Challenge: Rewrite all the records below in full, changing every "SEARCH" to "QUERY" and leaving everything else as it is.

Records supplied:

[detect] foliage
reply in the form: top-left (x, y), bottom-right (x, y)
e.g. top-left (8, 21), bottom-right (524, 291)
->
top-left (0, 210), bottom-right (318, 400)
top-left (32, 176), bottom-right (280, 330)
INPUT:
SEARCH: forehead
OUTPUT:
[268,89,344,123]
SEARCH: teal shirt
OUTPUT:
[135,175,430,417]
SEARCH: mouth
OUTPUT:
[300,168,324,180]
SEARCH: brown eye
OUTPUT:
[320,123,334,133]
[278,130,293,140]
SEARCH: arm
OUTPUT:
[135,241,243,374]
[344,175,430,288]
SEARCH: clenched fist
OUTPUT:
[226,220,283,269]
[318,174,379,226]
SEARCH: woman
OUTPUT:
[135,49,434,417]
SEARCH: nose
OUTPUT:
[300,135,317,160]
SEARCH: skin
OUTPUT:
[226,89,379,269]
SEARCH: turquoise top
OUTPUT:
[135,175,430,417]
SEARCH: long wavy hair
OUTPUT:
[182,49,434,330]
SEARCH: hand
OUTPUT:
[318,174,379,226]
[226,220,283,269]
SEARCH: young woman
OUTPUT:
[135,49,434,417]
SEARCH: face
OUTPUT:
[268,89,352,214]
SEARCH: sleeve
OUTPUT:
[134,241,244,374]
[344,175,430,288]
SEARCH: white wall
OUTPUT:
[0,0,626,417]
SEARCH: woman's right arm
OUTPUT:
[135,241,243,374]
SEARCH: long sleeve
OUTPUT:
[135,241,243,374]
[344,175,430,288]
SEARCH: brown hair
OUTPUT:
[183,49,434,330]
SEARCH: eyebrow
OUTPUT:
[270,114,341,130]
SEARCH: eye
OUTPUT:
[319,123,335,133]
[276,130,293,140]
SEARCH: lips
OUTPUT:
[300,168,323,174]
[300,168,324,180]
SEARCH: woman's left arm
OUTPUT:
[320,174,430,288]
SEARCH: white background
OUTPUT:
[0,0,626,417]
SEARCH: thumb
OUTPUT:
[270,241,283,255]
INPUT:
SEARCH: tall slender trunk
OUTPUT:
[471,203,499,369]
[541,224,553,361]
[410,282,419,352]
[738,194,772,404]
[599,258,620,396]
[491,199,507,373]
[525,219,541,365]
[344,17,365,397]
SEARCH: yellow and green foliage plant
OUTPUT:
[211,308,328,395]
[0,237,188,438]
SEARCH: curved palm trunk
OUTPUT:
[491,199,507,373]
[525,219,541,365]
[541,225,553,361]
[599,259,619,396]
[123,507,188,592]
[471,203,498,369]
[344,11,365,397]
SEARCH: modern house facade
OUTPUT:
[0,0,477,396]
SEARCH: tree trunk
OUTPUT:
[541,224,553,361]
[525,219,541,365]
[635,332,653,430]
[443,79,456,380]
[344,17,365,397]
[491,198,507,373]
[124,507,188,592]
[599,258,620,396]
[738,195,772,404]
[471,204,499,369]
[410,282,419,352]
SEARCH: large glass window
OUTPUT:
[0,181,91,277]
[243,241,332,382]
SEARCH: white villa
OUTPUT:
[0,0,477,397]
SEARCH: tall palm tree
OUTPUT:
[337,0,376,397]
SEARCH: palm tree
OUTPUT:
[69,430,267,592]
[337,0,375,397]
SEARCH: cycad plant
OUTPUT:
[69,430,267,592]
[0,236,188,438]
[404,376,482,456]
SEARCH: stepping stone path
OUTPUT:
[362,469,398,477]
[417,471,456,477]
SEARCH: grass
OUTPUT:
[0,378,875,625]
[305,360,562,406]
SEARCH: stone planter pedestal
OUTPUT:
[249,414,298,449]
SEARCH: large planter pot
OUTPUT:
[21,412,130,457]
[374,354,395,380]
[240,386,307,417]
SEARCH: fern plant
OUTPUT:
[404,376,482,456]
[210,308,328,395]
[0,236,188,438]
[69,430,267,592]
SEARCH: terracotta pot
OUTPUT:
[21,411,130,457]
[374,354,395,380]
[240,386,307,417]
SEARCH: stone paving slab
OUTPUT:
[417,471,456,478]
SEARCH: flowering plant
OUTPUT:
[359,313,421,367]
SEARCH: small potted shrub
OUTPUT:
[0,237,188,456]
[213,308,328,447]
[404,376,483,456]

Solution to this exercise:
[detect] foliage
reply in the form: top-left (x, y), bottom-right (x, y)
e.g. top-left (8, 21), bottom-right (524, 291)
->
top-left (0, 210), bottom-right (318, 400)
top-left (32, 176), bottom-right (280, 330)
INPUT:
QUERY: forehead
OUTPUT:
[268,89,344,123]
QUERY: teal shirt
OUTPUT:
[135,175,430,417]
QUERY: mouth
OUTPUT:
[300,168,324,180]
QUERY: brown eye
OUTPUT:
[320,123,334,133]
[278,130,293,140]
QUERY: arm
OUTPUT:
[135,241,243,374]
[344,175,430,288]
QUERY: clenched fist
OUTPUT:
[226,220,283,269]
[318,174,379,226]
QUERY: woman
OUTPUT:
[135,49,434,417]
QUERY: nose
OUTPUT:
[300,135,317,160]
QUERY: skin
OUTPUT:
[226,89,379,269]
QUERY: turquoise top
OUTPUT:
[135,175,430,417]
QUERY: long wavy hair
OUTPUT:
[182,49,434,330]
QUERY: hand
OUTPUT:
[318,174,379,226]
[226,220,283,269]
QUERY: young woman
OUTPUT:
[135,49,434,417]
QUERY: face
OUTPUT:
[268,89,352,214]
QUERY: sleeve
OUTPUT:
[134,241,244,374]
[344,175,430,288]
QUERY: white wall
OUTPUT:
[0,0,626,417]
QUERY: woman's right arm
OUTPUT:
[135,241,243,374]
QUERY: long sleeve
OUTPUT:
[135,241,243,374]
[344,175,430,288]
QUERY: brown hair
OUTPUT:
[183,49,434,330]
QUERY: eyebrow
OUTPUT:
[270,114,341,130]
QUERY: eye
OUTPUT:
[319,123,335,133]
[276,130,293,140]
QUERY: lips
OUTPUT:
[300,168,323,174]
[300,168,324,180]
QUERY: woman's left arm
OUTPUT:
[320,174,430,288]
QUERY: white background
OUTPUT:
[0,0,626,417]
QUERY: thumb
OUTPUT:
[270,241,283,255]
INPUT:
QUERY: tall slender trunk
OUTPUT:
[471,203,499,369]
[541,224,553,361]
[410,282,419,352]
[738,194,772,404]
[599,258,620,396]
[491,199,507,373]
[525,219,541,365]
[344,17,365,397]
QUERY: yellow and green foliage plant
OUTPUT:
[211,308,328,395]
[0,237,188,438]
QUERY: curved palm trunk
OUTPUT:
[491,199,507,373]
[525,219,541,365]
[541,225,553,361]
[599,259,619,396]
[123,507,188,592]
[471,203,498,369]
[344,11,365,397]
QUERY: modern house facade
OUTPUT:
[0,0,477,396]
QUERY: tree trunk
OUTPUT:
[541,224,553,361]
[525,219,541,365]
[635,332,653,430]
[443,79,456,380]
[344,17,365,397]
[491,198,507,373]
[124,507,188,592]
[599,258,620,396]
[738,195,772,404]
[471,204,499,369]
[410,282,419,352]
QUERY: large glass window
OUTPUT:
[0,181,91,277]
[243,241,332,382]
QUERY: white villa
OUTPUT:
[0,0,477,397]
QUERY: tall palm tree
OUTPUT:
[337,0,376,397]
QUERY: palm tree
OUTPUT:
[69,430,267,592]
[337,0,375,397]
QUERY: cycad plant
OUTPUT:
[69,430,267,592]
[0,236,188,438]
[404,376,482,456]
QUERY: stepping stone path
OUTPUT:
[362,469,398,477]
[417,471,456,477]
QUERY: grass
OUTPUT:
[0,378,875,625]
[305,360,562,406]
QUERY: stone planter pedestal
OUTPUT:
[249,414,298,449]
QUERY: large planter pot
OUTPUT:
[21,412,130,457]
[374,354,395,380]
[240,386,307,417]
QUERY: fern plant
OUTPUT:
[404,376,482,456]
[210,308,328,395]
[0,236,188,438]
[69,430,267,592]
QUERY: terracotta pot
OUTPUT:
[21,411,130,457]
[374,354,395,380]
[240,386,307,417]
QUERY: stone paving slab
OUTPUT:
[417,471,456,478]
QUERY: flowering plant
OUTPUT:
[359,313,421,367]
QUERY: small potted shrub
OUTPUT:
[0,237,188,456]
[213,308,328,447]
[404,376,483,456]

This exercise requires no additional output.